■ Text passage:
3) Cut the filler. A story should be as long as it should be. No longer, no shorter. True, the market is pretty strict on wordcount; an author who strays outside the 80-100K range and gets published is extremely lucky, but still, there's only so far you can stretch things by getting creative. Self-publishing should have changed this, allowing authors to publish a story at whatever length they find suitable, but it hasn't. This, combined with disobedience of rule 1, gives us books full of scenes that don't matter. If you're lucky, some of them are fun on their own. I admit I liked those early scenes with Caleb learning how to get by on four legs from his pet bloodhound Sampson. But most of these throwaway bits I'd just as soon throw away. After the book morphs into an amateur-slueth tale, we get a few scenes of Caleb and Penny chasing down false leads; first a seedy she-wolf named Fang, then a roving bunch of roaming werewolf bikers. Neither lead pans out, which is to be expected in this kind of story, but neither adds anything to the story either. The protagonists just kind of shrug, say "Oh, well", and go on as if the preceding scene never happened. It's obvious setup for the sequel, but none of these characters have any further relevance to the story. Their scenes are a waste of time. As is the entire first half of the book, which seems to be from an entirely different genre. Thus leading us onward down the list to:

4) Pick a story and stick with it. Above, I described Shifted Perspective as a mystery story. It is, eventually. But that's the second half. The first half is about Caleb growing into his fur back home in small town america, and not only is it a dull and plodding story, but the tone is completely different from the second half. It plays lighthearted and occasionally comical and totally different from the second half, with it's grisly murders and undertones of corruption and shifter-on-human prejudice. I don't have problems with concatenating stories together, but there needs to be some kind of thematic unity, some thread connecting them. As is, the first half is just more aggravating and uninteresting filler.

■ Tasks:
[a] Repeat the critique of Shifted Perspective word for word, beginning at the words "4) Pick a story" and stopping after "and uninteresting filler.".
[b] Pick up the critique of Shifted Perspective after its last sentence and continue it.

■ Provided records:
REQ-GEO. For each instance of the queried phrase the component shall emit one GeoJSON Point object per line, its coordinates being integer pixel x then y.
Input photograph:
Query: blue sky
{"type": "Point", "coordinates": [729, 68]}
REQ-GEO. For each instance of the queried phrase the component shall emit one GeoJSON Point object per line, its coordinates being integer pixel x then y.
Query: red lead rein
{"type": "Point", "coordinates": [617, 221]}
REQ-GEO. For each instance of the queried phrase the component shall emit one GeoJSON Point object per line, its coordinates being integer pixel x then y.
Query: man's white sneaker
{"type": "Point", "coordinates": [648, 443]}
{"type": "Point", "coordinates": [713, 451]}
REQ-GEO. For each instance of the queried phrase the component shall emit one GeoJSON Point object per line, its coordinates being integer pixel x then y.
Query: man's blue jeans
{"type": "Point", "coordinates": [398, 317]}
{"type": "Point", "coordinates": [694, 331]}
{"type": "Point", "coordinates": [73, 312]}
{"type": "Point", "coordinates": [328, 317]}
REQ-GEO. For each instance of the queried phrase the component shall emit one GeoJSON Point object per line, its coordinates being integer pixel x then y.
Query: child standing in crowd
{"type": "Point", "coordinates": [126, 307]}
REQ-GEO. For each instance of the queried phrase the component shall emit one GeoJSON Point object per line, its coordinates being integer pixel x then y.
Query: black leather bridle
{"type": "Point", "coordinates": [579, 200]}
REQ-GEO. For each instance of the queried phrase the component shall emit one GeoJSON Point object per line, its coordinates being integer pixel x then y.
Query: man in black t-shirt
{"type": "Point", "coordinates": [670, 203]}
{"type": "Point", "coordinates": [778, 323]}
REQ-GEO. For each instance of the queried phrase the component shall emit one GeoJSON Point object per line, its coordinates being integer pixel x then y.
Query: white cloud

■ Numbered responses:
[a]
4) Pick a story and stick with it. Above, I described Shifted Perspective as a mystery story. It is, eventually. But that's the second half. The first half is about Caleb growing into his fur back home in small town america, and not only is it a dull and plodding story, but the tone is completely different from the second half. It plays lighthearted and occasionally comical and totally different from the second half, with it's grisly murders and undertones of corruption and shifter-on-human prejudice. I don't have problems with concatenating stories together, but there needs to be some kind of thematic unity, some thread connecting them. As is, the first half is just more aggravating and uninteresting filler.

[b]
5) Don't keep the big stuff off-page. There's no excuse for this one. The big turning points of your narrative should be on-page, where they can have an impact, not recounted after the fact. Unless you have some arty reason for deliberate anti-climax, you don't want to just throw out the window an opportunity to catch the reader's attention. So imagine how appalled I was when, during a time-skip in part one, Jo is in a car crash and sustain injuries that make her susceptible to epileptic seizures. Now, Caleb and Jo are estranged by now, on account of Caleb needing to keep his Very Big Secret under wraps. But she's still very important to him, and we should have gotten at least some reaction to that. But not only do we not see any such thing, the incident itself hardly matters. It's only purpose in the plot is so that Jo can be suddenly incapacitated at a critical point and need saving. This isn't the only incident. The human-killing werewolf is eliminated off-page by a secondary character while Caleb is running for his life, and the character behind it all doesn't show up until the epilogue, with little or no foreshadowing beforehand.

Some of you might look at this and think I'm projecting. Damn straight I am. This book is everything I did wrong with Bonds of Fenris, and nothing I did right. There is a good story in here, but it needed a good editor, a lot of rewrites, and a heaping helping of murder your darlings to bring it out. An author on his own, with nobody to tell him what he's doing wrong, cannot possibly produce optimal work.

I think I'm pretty much done with self-pubs on this blog. In fact, from now on I'm not reviewing self-published books unless they're from an author I already respect or recommended by someone whose judgement I trust. Perhaps that makes me a hypocrite, but I just can't take another poorly-written, unedited piece of shit. These rank amateurs are killing my enthusiasm for reading.